■ EXTRAIT DU DOCUMENT ■

┄┄┄┄┄┄

Chaque année, à l’heure des bilans, une question revient systématiquement. Le festival doit-il s’agrandir ? Du côté des organisateurs, la réponse demeure immuable. C’est un «  non  » catégorique. Pour sa 17ème édition, Esperanzah! a pulvérisé ses records de fréquentation. Avec plus de 37.000 personnes en trois jours, l’événement affichait complet de chez complet. Pourtant, ici, l’idée n’est pas de capitaliser ni de s’élargir. C’est une des forces d’Esperanzah! Malgré le succès, le festival reste une manifestation à taille humaine.

Sous le soleil exactement

Les aléas de la météo font partie de la vie d’un festival. Habituellement, en Belgique, il faut composer avec la pluie. Cette année, Esperanzah! a essuyé trois jours de canicule. Sous un soleil de plomb, il fallait éviter insolations et déshydratations, malaises et coups de bambou. Confrontées à ces fortes chaleurs, les équipes ont improvisé des brumisateurs et multiplié des sources d’eau potable. Bien vu.

Un festival singulier  

Face à la multitude de festivals belges et européens, Esperanzah! brille par sa programmation cohérente et éclectique. Là où d’autres manifestations présentent des affiches interchangeables, l’Abbaye de Floreffe propose des noms différents. Si Jain, Gaël Faye, Her, Mélanie De Biasio, Goran Bregovic, Gogol Bordello ou Bernard Lavilliers ont brillé, on s’est également régalé devant les concerts de Meute, Oum, Linker E Os Caramelows, Tshegue ou Mélissa Laveaux. Entre révélations et confirmations, Esperanzah! préserve son bien le plus précieux  : une identité artistique.

SACHA, ça va  ? Et vous  ?

┄┄┄┄┄┄

■ ACTIVITÉS ■
1) Répondez aux questions suivantes à partir de l'article sur le festival Esperanzah! :
(a) Combien de personnes ont fréquenté le festival en trois jours lors de sa 17ème édition ?
(b) Qu'ont fait les équipes face aux fortes chaleurs ?
(c) Quel est le bien le plus précieux que le festival préserve, selon l'article ?
2) Dans l'article sur le festival Esperanzah!, relevez s'il vous plaît tous les artistes devant les concerts desquels on s'est « également régalé ».
3) Poursuivez l'article sur le festival Esperanzah! à partir de l'endroit où il s'arrête.

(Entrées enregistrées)
┄┄┄┄┄┄

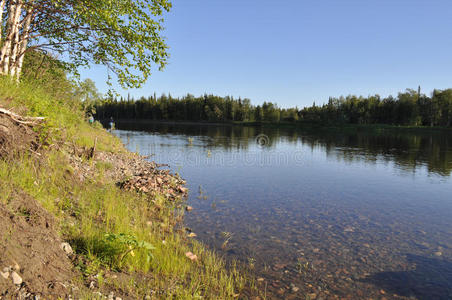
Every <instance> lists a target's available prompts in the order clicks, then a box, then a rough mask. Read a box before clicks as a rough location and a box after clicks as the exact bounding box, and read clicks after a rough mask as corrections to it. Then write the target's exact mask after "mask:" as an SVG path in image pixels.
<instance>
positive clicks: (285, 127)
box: [99, 119, 452, 133]
mask: <svg viewBox="0 0 452 300" xmlns="http://www.w3.org/2000/svg"><path fill="white" fill-rule="evenodd" d="M99 121H100V122H101V123H102V124H104V125H105V124H108V122H109V121H108V119H104V120H99ZM115 125H116V128H118V129H120V127H121V125H126V126H130V125H144V126H145V125H176V126H182V125H189V126H224V127H233V126H244V127H246V126H250V127H263V128H294V129H300V130H331V131H338V130H340V131H351V130H356V131H361V130H362V131H380V130H383V131H385V130H388V131H411V132H413V131H418V132H432V133H437V132H444V131H450V132H452V127H430V126H406V125H389V124H321V123H312V122H303V121H298V122H295V123H294V122H277V123H272V122H254V121H253V122H238V121H234V122H209V121H184V120H182V121H176V120H148V119H118V120H115Z"/></svg>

┄┄┄┄┄┄

■ RÉPONSES PAR ACTIVITÉ ■
1)
(a) Plus de 37.000 personnes.
(b) Elles ont improvisé des brumisateurs et multiplié des sources d'eau potable.
(c) Une identité artistique.

2) Meute, Oum, Linker E Os Caramelows, Tshegue, Mélissa Laveaux

3)
Même si Esperanzah! n’est pas coutumier des cas d’agression ou de harcèlement sur son site, l’équipe du festival a profité de cette 17ème édition pour instaurer le plan SACHA (« Safe Attitude Contre le Harcèlement et les Agressions en festival »)  : une initiative unique en Belgique pour lutter contre un phénomène aux ramifications internationales… Plus de 2000 festivaliers se sont ainsi formés et informés pour lutter activement contre ce fléau. Un bon début.

Un événement tout-terrain

En marge des concerts, Esperanzah! se consacre aux arts de la rue. Cette année, plus de 200 personnes et une grosse vingtaine de compagnies ont ainsi animé les allées de l’Abbaye de Floreffe. Et puis, il y a des débats citoyens, du cinéma, une radio et un village entièrement consacré aux enfants – (très) petits ou (un peu plus) grands.

Un cadre féérique, une déco fantastique

Le succès d’Esperanzah! doit aussi s’appréhender à l’aune d’un site historique majeur. Si l’Abbaye de Floreffe est un écrin de rêve pour assister à des concerts, le lieu se pare également de jolis atours  : un imposant dragon en bois, de curieux collages sur les murs ou des personnages de BD sous un cloître. Ici, la décoration est soignée et consciencieusement étudiée. Esperanzah!, c’est stylé.